Starting with the line that contains "For every instance of the dry", copy every line through the end of the data below, exactly and with nothing added.

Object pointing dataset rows
►
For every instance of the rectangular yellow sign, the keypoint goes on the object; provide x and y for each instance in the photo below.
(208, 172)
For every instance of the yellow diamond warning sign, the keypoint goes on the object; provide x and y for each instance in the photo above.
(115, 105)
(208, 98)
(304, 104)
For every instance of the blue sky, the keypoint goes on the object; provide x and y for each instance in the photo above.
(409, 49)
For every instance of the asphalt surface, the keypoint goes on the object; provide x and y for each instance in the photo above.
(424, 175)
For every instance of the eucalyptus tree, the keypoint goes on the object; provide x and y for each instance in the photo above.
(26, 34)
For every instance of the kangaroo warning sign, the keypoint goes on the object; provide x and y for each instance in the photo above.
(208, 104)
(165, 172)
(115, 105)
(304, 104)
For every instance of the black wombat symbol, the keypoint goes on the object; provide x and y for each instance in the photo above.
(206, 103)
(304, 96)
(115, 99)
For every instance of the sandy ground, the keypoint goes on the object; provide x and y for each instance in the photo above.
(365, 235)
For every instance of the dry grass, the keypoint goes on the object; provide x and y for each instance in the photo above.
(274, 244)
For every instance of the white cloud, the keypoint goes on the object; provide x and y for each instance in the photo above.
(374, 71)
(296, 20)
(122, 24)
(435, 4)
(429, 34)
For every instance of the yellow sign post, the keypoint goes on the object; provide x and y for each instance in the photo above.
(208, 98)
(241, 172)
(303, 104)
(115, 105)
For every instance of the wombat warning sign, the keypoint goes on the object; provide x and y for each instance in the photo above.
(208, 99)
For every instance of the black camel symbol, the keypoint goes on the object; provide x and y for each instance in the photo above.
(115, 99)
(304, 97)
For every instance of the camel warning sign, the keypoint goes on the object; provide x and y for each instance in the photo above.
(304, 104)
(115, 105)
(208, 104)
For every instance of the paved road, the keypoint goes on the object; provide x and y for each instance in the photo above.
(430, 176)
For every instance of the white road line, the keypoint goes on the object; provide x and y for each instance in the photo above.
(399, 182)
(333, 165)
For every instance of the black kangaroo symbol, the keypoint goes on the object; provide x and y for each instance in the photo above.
◄
*CORRECT RESULT:*
For every instance of the dry grass, the keypoint goes on the object; provide x and y for each instance in the photo above.
(274, 244)
For every instance of the white cloud, the keypoint goes on the object; provide x and y for each instance in the photo above.
(374, 71)
(296, 20)
(122, 24)
(435, 4)
(429, 34)
For every instance of the yellow sign post, the keypoint goes on the object; provide x and y for each instance in the photo above.
(208, 98)
(241, 172)
(303, 104)
(115, 105)
For every instance of the wombat warning sign, the keypoint goes on the object; provide x and y for each instance in the photo above.
(208, 99)
For every instance of the black camel symbol, the keypoint goes on the object; provide x and y for each instance in the photo above.
(115, 99)
(304, 97)
For every instance of the camel warning sign, the keypoint goes on the object; provide x and y for each instance in the photo above.
(304, 104)
(115, 105)
(208, 104)
For every instance of the paved road, the keypoint goes on the object; provide x and y for each instance in the photo above.
(430, 176)
For every instance of the white road line, the keypoint goes on the object; provide x and y for each instance in the photo above.
(399, 182)
(333, 165)
For every instance of the black kangaroo symbol, the keypoint goes on the object; provide x and y for each instance in the photo above.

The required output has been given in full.